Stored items
#####
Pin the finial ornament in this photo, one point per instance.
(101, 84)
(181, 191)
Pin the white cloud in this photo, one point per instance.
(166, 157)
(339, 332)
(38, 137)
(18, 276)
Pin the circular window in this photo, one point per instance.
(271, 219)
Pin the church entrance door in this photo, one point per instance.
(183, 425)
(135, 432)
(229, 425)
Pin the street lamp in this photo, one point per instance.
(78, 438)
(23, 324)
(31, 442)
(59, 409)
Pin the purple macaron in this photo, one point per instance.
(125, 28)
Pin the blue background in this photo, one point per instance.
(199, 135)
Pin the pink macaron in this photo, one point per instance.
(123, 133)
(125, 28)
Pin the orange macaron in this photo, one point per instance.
#####
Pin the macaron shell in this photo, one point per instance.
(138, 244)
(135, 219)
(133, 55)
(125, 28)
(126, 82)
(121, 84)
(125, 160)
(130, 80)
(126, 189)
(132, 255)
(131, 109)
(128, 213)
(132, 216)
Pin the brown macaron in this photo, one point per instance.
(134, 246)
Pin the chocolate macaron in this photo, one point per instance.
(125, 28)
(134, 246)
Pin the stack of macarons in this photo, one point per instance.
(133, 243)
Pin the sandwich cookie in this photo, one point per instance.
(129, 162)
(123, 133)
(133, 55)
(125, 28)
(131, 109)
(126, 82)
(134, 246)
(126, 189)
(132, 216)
#####
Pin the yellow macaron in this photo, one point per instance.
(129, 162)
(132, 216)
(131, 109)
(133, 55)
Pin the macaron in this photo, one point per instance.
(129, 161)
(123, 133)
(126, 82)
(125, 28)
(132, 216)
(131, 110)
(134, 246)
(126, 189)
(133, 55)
#####
◆ **Aim of the exercise**: Look through the entries above and quote exactly the lines from the line with "Pin the finial" to the line with "Pin the orange", counting both of those lines.

◆ **Reply**:
Pin the finial ornament in this photo, one point per instance.
(101, 84)
(181, 191)
Pin the white cloud in this photo, one point per instance.
(166, 157)
(339, 332)
(38, 137)
(18, 276)
Pin the circular window in this photo, one point per instance.
(271, 219)
Pin the church entrance door in this photo, one point per instance.
(183, 425)
(135, 432)
(229, 425)
Pin the street lamp in this photo, one point per instance.
(78, 438)
(23, 324)
(31, 442)
(59, 409)
Pin the purple macaron in this photo, one point per instance.
(125, 28)
Pin the blue background in this photo, one point per instance.
(199, 135)
Pin the pink macaron in this photo, one point per instance.
(123, 133)
(125, 28)
Pin the orange macaron in this photo, one point per instance.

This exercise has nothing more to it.